ABOUT THIS TASK ->
Give every entry again, exactly as it stands.

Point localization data
==*==

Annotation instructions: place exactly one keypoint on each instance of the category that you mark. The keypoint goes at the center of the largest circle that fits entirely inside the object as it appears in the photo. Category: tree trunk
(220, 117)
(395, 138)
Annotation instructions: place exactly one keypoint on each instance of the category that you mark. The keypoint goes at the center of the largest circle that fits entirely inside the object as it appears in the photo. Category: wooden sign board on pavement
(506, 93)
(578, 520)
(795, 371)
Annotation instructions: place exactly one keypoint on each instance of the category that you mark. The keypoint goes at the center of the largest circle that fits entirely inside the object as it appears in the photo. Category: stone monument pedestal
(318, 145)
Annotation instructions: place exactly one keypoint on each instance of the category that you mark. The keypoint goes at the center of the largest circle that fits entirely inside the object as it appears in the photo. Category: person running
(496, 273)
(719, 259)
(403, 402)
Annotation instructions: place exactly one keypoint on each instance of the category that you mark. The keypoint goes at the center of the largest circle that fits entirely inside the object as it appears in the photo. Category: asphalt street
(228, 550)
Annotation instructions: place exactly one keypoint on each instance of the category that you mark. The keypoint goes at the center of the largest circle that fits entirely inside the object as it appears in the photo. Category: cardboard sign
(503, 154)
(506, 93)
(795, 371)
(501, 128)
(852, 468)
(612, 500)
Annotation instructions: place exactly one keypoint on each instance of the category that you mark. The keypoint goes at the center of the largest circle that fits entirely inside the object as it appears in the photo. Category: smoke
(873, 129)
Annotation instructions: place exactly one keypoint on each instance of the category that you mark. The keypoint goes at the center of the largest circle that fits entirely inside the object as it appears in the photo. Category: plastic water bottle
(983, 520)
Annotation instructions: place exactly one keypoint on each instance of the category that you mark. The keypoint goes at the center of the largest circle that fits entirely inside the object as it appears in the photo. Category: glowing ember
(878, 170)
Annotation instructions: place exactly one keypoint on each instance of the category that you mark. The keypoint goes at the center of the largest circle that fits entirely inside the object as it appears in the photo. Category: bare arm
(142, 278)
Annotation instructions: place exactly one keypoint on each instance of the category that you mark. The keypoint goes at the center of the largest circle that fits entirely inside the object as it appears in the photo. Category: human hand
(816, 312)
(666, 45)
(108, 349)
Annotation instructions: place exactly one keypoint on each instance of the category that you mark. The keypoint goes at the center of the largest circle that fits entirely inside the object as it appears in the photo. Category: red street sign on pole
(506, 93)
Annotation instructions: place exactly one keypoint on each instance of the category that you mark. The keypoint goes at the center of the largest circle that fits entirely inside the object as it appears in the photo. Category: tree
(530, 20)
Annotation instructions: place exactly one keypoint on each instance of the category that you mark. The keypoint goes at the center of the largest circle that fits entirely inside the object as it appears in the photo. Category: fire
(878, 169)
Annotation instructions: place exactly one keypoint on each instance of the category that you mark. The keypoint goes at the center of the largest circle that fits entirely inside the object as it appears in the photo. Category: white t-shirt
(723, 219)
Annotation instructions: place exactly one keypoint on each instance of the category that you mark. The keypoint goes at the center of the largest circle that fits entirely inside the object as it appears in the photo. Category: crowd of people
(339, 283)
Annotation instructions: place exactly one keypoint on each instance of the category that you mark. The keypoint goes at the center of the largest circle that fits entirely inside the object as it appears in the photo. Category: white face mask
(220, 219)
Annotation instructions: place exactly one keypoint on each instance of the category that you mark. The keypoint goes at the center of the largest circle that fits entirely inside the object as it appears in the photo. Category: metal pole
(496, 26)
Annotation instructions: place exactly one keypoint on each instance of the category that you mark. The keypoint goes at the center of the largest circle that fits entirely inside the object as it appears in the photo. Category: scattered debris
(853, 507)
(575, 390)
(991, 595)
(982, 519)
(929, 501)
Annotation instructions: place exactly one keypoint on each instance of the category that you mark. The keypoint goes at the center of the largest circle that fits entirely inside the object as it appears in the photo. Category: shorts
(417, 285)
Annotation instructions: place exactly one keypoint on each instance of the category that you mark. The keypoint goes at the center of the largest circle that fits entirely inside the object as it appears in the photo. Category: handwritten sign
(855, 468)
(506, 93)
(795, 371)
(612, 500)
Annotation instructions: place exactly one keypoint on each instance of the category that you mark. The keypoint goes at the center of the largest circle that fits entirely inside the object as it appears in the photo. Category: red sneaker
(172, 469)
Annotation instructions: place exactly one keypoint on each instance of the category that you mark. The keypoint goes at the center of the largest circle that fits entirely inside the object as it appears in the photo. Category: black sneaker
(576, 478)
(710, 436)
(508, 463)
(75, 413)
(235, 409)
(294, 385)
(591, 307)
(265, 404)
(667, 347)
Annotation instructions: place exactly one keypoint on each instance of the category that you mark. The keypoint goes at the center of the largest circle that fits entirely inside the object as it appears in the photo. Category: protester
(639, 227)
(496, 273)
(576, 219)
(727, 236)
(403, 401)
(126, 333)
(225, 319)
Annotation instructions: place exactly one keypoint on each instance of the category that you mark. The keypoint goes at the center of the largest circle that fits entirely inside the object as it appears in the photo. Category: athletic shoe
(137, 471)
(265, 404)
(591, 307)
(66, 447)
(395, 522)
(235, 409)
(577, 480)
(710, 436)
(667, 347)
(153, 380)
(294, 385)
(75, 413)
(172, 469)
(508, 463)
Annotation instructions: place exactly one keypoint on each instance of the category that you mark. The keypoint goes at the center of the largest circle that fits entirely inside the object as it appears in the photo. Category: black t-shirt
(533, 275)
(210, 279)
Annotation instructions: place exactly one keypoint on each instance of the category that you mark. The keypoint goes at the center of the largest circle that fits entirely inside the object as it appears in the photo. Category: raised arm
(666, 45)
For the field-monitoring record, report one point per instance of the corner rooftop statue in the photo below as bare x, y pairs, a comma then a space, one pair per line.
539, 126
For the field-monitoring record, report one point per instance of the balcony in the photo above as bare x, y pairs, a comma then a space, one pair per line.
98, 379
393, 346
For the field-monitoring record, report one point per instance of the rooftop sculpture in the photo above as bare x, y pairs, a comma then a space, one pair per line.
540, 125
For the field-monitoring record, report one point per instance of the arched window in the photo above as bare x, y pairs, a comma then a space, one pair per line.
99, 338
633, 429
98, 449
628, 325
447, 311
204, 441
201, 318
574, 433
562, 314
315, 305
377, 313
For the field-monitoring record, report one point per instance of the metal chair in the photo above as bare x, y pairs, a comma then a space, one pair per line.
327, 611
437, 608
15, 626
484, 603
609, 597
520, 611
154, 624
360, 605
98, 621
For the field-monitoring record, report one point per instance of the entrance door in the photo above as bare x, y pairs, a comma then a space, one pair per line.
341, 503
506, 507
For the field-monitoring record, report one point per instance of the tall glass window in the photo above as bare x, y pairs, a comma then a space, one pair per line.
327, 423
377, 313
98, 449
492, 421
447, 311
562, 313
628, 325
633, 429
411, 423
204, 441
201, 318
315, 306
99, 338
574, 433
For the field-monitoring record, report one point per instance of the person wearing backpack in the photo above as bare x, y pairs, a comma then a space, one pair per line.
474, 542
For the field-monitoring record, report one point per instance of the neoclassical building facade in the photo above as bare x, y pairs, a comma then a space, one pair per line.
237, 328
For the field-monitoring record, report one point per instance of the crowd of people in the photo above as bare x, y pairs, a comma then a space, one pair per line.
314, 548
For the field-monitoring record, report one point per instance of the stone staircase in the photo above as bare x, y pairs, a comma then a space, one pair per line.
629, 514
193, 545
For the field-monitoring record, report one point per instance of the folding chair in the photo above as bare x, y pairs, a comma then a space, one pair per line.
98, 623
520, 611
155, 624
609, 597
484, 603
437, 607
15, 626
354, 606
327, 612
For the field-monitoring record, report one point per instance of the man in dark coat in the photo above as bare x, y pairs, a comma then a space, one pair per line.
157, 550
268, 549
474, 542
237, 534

==*==

RESPONSE ->
Annotation instructions: place exactly one keypoint on each instance of the category that you mark. The keypoint goes at the center of the largest circle that fits entirely inside the object as it appears in the photo. Category: tree trunk
(220, 117)
(395, 138)
Annotation instructions: place exactly one keypoint on each instance of the category that you mark. The keypoint goes at the center of the largest circle that fits entirely inside the object as it appears in the photo. Category: wooden sign board on pavement
(506, 93)
(578, 520)
(795, 371)
Annotation instructions: place exactly one keypoint on each instance of the category that you mark. The keypoint goes at the center of the largest circle that fits entirely inside the object as it appears in the photo. Category: stone monument pedestal
(318, 145)
Annotation instructions: place exactly one keypoint on each instance of the category that you mark. The keypoint goes at the center of the largest circle that fits entirely inside the object as it appears in the photo. Category: person running
(496, 273)
(719, 259)
(403, 402)
Annotation instructions: place exactly one keypoint on each instance of the category that you mark. The keypoint goes at the center of the largest circle that fits entirely inside the object as it appears in the photo. Category: asphalt street
(228, 550)
Annotation instructions: place exactly one keypoint on each instance of the category that you mark. The keypoint goes at the center of the largest circle that fits entirely inside the object as it appears in the photo. Category: cardboard sign
(503, 154)
(506, 93)
(795, 371)
(501, 128)
(852, 468)
(612, 500)
Annotation instructions: place exactly one keypoint on each instance of the category that you mark. The keypoint goes at the center of the largest circle that fits entirely inside the object as it appears in the photo. Category: smoke
(873, 129)
Annotation instructions: place exactly one keypoint on each instance of the category that you mark. The keypoint goes at the center of the largest circle that fits entirely inside the object as it appears in the photo. Category: plastic water bottle
(983, 520)
Annotation instructions: place exactly one keypoint on each instance of the category that you mark. The keypoint goes at the center of the largest circle that fits entirely inside the object as it appears in the photo. Category: glowing ember
(878, 170)
Annotation instructions: place exactly one keypoint on each instance of the category that you mark. The keypoint goes at the center of the largest circle that fits entirely inside the object as it appears in the photo. Category: bare arm
(142, 278)
Annotation instructions: place exactly one keypoint on each instance of the category that you mark. The keypoint goes at the center of the largest circle that fits entirely inside the object as it appears in the photo. Category: human hand
(816, 312)
(666, 45)
(108, 349)
Annotation instructions: place exactly one keypoint on each instance of the category that you mark. The keypoint goes at the center of the largest circle that fits entirely inside the object as it appears in the photo. Category: red street sign on pole
(506, 93)
Annotation instructions: place exactly one keypoint on each instance of the category that you mark. The keypoint goes at the center of the largest circle that fits entirely inside the object as it appears in the photo. Category: tree
(530, 20)
Annotation instructions: place exactly one keypoint on each instance of the category that you mark. The keypoint goes at the center of the largest circle that fits entirely inside the object as it appears in the photo. Category: fire
(878, 169)
Annotation instructions: place exactly one keypoint on each instance of the category that you mark. The keypoint goes at the center of the largest circle that fits entirely inside the object as it appears in the photo. Category: white t-shirt
(723, 219)
Annotation instructions: place exactly one keypoint on each instance of the category that you mark. The keypoint goes at the center of the largest circle that fits entirely inside the object as it appears in the photo. Category: crowd of people
(339, 283)
Annotation instructions: place exactly one keypoint on each instance of the category that you mark. The keypoint goes at the center of the largest circle that fits entirely inside the object as it appears in the photo. Category: white face mask
(220, 219)
Annotation instructions: place exactly one keypoint on each instance of the category that you mark. The keypoint goes at the center of the largest circle that fits entirely inside the object as it appears in the photo. Category: metal pole
(496, 26)
Annotation instructions: place exactly one keypoint on each instance of the category that you mark. The keypoint goes at the center of the largest circle that fits entirely inside the object as it appears in the photo. Category: scattered debris
(853, 507)
(575, 390)
(991, 595)
(982, 519)
(929, 501)
Annotation instructions: place exactly one keypoint on each instance of the category that you mark. The keypoint goes at the center of the largest circle that fits entirely inside the object as it appears in the photo. Category: shorts
(417, 285)
Annotation instructions: place exactly one keypoint on each instance of the category that you mark. The keypoint goes at the center of the largest circle that fits entirely inside the object as it appears in the photo. Category: handwritten sign
(855, 468)
(506, 93)
(795, 371)
(612, 500)
Annotation instructions: place exactly one keypoint on each instance of the category that you mark. The keypoint goes at the center of the largest circle that fits entirely inside the object as it appears in the photo. Category: red sneaker
(172, 469)
Annotation instructions: place exactly one keypoint on each instance of the category that you mark. The keypoint goes at the center of the largest circle that fits entirely inside the object as it appears in the photo. Category: black sneaker
(576, 478)
(710, 436)
(508, 463)
(75, 413)
(235, 409)
(294, 385)
(591, 307)
(265, 404)
(667, 347)
Annotation instructions: place exactly one keypoint on each instance of the category that you mark. The keypoint goes at the center of the largest circle that fits entirely inside the object as it appears in the photo. Category: protester
(639, 227)
(496, 273)
(576, 219)
(727, 236)
(403, 401)
(126, 333)
(225, 319)
Annotation instructions: place exactly one keypoint on each instance of the category that you mark. The keypoint goes at the center of the largest circle that fits entirely inside the object as it appears in the photo. Category: athletic shoe
(137, 471)
(265, 404)
(591, 307)
(66, 447)
(395, 522)
(235, 409)
(577, 480)
(710, 436)
(667, 347)
(153, 380)
(294, 385)
(75, 413)
(172, 469)
(508, 463)
Annotation instructions: place exactly one keypoint on each instance of the category that you mark. The keypoint goes at the center of the largest circle that fits entirely inside the object as it appears in the photo. Category: black t-shirt
(533, 275)
(210, 279)
Annotation instructions: place exactly one keypoint on each instance of the category that you mark. The keypoint goes at the center of the largest circle that fits entirely inside the object as it appears in the photo. Category: raised arm
(666, 45)
For the field-monitoring record, report one point per instance of the corner rooftop statue in the photo below as bare x, y pairs, a comma then a space, one pair per line.
539, 126
For the field-monitoring record, report one point per instance of the balcony in the photo above as bare x, y pairs, a comma then a space, one pair per line.
98, 379
393, 346
For the field-monitoring record, report one point per instance of the rooftop sculpture in the photo above as bare x, y pairs, a comma then a space, one pair per line.
540, 125
For the field-monitoring record, report one point per instance of the arched window in the photo above as bare x, y pairs, a comma then a space, one pair per line.
99, 338
633, 429
98, 449
628, 325
447, 311
204, 441
201, 318
574, 433
562, 314
315, 305
377, 313
For the field-monitoring record, report one point per instance of the metal chair in the photo above as bare x, y pairs, a comma then a space, one pair per line.
327, 611
437, 608
15, 626
484, 603
609, 597
520, 611
154, 624
360, 605
98, 621
For the field-monitoring record, report one point per instance of the entrance door in the photo above as bare x, y pairs, a comma then a space, one pair per line.
341, 503
506, 507
For the field-monitoring record, report one point per instance of the tall glass window in the photo above as bare x, y pairs, a comma then a space, one pair per line.
327, 423
377, 313
98, 449
492, 421
447, 311
562, 313
628, 325
633, 429
411, 423
204, 441
201, 318
315, 306
99, 338
574, 433
For the field-monitoring record, report one point per instance of the person wearing backpack in the photo above as bare x, y pairs, a comma then a space, one pair per line.
474, 542
For the field-monitoring record, report one point per instance of the neoclassical building facade in the photo above as bare x, y pairs, a comma then a space, one pair per line.
237, 328
For the field-monitoring record, report one point per instance of the crowd of people in the photo above as bare x, y pairs, a comma then a space, one pair per line.
314, 548
For the field-monitoring record, report one point per instance of the stone staircase in the photo above as bare x, y pairs, a comma then a space, one pair per line.
629, 514
193, 545
For the field-monitoring record, report one point per instance of the folding chair in the photo above as bare x, y pairs, a comma then a space, one pair per line.
98, 623
520, 611
155, 624
609, 597
484, 603
437, 607
15, 626
354, 606
327, 612
For the field-monitoring record, report one point per instance of the man in dark coat in the photo above as bare x, y pairs, a comma then a space, one pair per line.
157, 550
268, 549
474, 542
237, 534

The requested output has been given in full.